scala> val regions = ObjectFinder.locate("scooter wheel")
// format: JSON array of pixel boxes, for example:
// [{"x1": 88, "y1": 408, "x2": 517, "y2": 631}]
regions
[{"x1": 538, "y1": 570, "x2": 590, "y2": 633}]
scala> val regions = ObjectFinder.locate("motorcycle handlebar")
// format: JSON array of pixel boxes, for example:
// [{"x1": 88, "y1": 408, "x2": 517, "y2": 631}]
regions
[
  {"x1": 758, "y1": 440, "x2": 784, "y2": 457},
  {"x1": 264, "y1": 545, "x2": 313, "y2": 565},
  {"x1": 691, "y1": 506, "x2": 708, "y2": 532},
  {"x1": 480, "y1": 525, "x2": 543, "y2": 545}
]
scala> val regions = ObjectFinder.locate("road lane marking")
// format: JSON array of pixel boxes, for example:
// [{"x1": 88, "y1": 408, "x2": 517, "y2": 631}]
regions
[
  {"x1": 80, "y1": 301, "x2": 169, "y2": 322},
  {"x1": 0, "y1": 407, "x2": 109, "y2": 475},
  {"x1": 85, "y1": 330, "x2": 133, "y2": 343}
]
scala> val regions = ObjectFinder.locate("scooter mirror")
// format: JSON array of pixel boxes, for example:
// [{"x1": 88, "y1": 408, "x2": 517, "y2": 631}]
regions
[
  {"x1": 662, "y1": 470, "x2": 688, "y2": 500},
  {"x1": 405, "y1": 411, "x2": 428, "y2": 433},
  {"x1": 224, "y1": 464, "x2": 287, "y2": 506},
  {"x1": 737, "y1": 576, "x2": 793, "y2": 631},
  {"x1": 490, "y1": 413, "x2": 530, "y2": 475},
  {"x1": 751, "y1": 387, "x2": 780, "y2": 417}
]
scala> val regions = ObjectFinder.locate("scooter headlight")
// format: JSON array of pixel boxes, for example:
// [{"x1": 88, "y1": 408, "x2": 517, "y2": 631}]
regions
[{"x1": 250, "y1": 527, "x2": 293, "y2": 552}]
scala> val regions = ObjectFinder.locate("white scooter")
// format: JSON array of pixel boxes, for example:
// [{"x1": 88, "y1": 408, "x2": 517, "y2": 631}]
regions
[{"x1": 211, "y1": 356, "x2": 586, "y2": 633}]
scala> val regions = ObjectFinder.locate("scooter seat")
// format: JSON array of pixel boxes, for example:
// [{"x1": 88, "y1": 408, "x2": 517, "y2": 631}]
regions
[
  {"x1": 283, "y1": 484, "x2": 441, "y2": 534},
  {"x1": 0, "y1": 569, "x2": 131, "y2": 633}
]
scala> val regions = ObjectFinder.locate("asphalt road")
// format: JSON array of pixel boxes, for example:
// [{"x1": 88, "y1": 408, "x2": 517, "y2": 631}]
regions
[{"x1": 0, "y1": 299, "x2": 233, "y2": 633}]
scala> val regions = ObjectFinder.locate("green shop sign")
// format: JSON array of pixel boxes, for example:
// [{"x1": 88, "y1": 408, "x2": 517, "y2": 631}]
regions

=-=-=

→ Task requirements:
Count the lines in the listing above that contain the string "scala", and reply with the number alone.

→ Result below:
9